Switch "standing man" to "walking man" in the entries from the line with "Where can the laptop keyboard" up to and including the line with "point(332, 46)". Give only those lines again, with nothing else changed.

++++ INFORMATION PROVIDED

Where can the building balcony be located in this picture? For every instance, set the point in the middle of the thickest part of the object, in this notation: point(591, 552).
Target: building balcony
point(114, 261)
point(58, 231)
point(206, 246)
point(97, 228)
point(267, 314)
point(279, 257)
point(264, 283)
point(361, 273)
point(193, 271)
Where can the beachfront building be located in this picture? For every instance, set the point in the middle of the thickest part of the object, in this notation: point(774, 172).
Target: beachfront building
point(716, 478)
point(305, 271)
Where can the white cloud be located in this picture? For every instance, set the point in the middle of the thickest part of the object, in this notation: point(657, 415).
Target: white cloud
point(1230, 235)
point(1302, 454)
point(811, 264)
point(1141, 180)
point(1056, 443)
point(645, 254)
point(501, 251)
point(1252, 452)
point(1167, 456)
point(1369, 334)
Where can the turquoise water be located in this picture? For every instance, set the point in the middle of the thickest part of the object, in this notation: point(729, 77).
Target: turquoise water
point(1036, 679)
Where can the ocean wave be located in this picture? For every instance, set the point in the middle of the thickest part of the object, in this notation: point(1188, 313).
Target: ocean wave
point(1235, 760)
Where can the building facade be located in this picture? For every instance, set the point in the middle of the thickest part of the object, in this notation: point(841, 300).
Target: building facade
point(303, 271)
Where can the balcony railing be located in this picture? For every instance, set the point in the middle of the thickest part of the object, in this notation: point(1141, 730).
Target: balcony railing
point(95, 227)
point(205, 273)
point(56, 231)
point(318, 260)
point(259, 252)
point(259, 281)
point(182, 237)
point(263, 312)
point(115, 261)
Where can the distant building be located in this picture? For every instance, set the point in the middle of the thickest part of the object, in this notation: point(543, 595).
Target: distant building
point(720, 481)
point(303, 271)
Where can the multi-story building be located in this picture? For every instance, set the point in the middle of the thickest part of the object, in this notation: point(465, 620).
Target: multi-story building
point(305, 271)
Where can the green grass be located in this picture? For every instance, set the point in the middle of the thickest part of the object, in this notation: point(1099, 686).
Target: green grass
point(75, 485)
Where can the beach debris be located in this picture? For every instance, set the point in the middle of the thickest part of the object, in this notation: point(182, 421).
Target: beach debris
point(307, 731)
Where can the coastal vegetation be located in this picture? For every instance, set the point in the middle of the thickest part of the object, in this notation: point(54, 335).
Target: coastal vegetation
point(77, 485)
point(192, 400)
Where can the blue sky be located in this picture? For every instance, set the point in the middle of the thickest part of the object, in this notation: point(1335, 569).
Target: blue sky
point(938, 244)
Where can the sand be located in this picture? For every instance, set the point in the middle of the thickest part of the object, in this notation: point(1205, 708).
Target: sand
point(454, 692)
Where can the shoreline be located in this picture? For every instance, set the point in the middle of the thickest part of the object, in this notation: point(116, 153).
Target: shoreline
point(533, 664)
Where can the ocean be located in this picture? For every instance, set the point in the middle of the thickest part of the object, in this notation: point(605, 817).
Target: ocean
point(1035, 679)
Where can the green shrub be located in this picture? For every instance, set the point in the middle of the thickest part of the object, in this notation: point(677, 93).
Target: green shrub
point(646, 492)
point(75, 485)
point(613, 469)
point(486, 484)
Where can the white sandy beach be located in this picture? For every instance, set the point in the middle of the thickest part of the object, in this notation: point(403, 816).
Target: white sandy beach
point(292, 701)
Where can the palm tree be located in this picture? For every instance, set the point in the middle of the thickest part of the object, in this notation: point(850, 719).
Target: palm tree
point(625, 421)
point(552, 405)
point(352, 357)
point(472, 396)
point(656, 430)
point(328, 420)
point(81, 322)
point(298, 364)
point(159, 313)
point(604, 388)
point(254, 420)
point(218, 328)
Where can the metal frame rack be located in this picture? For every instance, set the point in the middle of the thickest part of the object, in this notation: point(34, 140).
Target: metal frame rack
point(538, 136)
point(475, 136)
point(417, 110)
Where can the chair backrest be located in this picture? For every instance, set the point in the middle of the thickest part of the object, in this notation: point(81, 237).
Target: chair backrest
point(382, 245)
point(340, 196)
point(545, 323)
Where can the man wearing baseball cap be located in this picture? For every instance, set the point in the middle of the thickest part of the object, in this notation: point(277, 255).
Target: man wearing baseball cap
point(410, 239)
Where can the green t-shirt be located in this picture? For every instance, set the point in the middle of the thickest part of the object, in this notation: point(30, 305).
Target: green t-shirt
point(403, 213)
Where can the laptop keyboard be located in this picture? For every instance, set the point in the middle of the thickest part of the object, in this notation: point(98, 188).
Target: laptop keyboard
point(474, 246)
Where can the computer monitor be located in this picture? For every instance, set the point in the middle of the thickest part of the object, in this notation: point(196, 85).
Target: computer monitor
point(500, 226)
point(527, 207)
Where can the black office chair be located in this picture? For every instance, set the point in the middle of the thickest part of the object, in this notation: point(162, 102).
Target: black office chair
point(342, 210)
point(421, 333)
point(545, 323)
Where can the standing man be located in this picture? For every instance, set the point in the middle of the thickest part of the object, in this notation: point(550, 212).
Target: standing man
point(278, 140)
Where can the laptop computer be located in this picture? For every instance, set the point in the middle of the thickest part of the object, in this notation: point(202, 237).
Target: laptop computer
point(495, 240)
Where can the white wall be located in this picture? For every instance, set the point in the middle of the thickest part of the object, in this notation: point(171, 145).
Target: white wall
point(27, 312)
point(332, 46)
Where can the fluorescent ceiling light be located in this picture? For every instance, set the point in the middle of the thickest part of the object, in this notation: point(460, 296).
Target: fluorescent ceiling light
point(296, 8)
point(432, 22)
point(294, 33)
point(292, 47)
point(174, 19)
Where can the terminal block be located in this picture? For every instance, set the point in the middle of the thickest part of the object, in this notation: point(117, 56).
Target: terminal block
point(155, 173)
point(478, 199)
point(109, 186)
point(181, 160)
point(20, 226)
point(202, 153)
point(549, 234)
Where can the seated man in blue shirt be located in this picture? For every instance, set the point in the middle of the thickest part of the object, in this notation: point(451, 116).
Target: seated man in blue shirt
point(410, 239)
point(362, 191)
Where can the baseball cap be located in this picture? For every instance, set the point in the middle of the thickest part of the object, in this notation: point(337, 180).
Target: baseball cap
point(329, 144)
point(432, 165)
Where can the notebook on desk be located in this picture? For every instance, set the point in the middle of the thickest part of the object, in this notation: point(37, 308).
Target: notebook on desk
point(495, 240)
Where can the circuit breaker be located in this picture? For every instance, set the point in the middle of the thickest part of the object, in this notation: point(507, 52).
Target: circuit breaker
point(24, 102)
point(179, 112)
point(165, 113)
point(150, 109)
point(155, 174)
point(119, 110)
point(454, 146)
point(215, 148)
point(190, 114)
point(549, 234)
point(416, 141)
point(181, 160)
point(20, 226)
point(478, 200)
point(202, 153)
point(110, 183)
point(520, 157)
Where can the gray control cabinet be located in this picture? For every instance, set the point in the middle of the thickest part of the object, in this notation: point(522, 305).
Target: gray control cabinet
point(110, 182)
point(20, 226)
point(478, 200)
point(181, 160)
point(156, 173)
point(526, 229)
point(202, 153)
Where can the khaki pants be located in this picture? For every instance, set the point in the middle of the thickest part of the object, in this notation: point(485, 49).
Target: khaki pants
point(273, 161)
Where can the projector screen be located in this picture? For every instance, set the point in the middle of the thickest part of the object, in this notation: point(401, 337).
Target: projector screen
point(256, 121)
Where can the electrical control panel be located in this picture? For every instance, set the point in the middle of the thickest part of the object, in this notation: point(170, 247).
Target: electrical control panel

++++++++

> [WORKED SOLUTION]:
Where can the laptop keyboard be located in this picture? For every instance, set the point in the middle of the thickest part of the object, in this notation: point(98, 188).
Target: laptop keyboard
point(474, 246)
Where can the computer monitor be located in this picture? For every instance, set the point in the middle of the thickest part of the object, in this notation: point(196, 85).
Target: computer monitor
point(500, 226)
point(527, 207)
Where can the black office chair be located in this picture? For every instance, set the point in the middle of the thickest part of the object, in this notation: point(162, 102).
Target: black office chair
point(342, 210)
point(421, 333)
point(545, 323)
Where can the walking man be located in this picture? For every instance, set the point in the middle of the thickest part of the object, in this notation: point(550, 212).
Target: walking man
point(278, 140)
Where can the laptop computer be located in this picture? For every instance, set the point in the middle of the thickest part of the object, in this notation: point(202, 237).
Target: laptop computer
point(495, 240)
Where can the white wall be located in this picture? For every instance, set the point in the middle of the thickest part of the object, in this notation: point(171, 145).
Target: white wall
point(27, 312)
point(332, 46)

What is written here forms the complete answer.